## Problem to solve
Reproduce every item below character for character, changing and leaving out nothing.

## Source data
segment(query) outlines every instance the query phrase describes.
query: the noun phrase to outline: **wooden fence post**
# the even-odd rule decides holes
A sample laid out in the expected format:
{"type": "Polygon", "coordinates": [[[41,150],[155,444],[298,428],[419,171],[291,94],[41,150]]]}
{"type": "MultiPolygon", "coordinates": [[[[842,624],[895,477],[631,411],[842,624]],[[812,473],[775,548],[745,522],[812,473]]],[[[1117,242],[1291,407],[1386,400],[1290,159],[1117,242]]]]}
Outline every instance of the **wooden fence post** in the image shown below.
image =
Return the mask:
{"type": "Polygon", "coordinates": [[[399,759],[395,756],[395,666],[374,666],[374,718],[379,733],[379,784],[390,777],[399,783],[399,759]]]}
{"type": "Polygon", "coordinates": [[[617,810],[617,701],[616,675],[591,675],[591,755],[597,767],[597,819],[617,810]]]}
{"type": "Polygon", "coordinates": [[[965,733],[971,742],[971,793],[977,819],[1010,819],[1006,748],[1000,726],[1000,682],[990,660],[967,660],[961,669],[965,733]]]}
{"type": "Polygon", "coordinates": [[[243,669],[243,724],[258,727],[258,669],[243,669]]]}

## Response for this exercise
segment(query) outlines every instance the query phrase describes.
query: the noun phrase to outline: **wooden fence post**
# the even-odd rule decides holes
A sample laid out in the expected format:
{"type": "Polygon", "coordinates": [[[41,150],[155,444],[298,428],[419,171],[291,94],[41,150]]]}
{"type": "MultiPolygon", "coordinates": [[[[842,624],[895,477],[631,411],[842,624]],[[812,473],[775,548],[745,522],[812,473]]],[[[1117,242],[1291,407],[1386,400],[1290,159],[1117,242]]]]}
Outline every instance of the **wooden fence post** in the image shown below.
image =
Return the mask:
{"type": "Polygon", "coordinates": [[[399,759],[395,756],[395,666],[374,666],[374,718],[379,733],[379,784],[390,777],[399,783],[399,759]]]}
{"type": "Polygon", "coordinates": [[[617,810],[617,701],[616,675],[591,675],[591,755],[597,767],[597,819],[617,810]]]}
{"type": "Polygon", "coordinates": [[[965,733],[971,742],[971,793],[977,819],[1010,819],[1006,748],[1000,726],[1000,682],[990,660],[967,660],[961,669],[965,733]]]}
{"type": "Polygon", "coordinates": [[[243,669],[243,724],[258,727],[258,669],[243,669]]]}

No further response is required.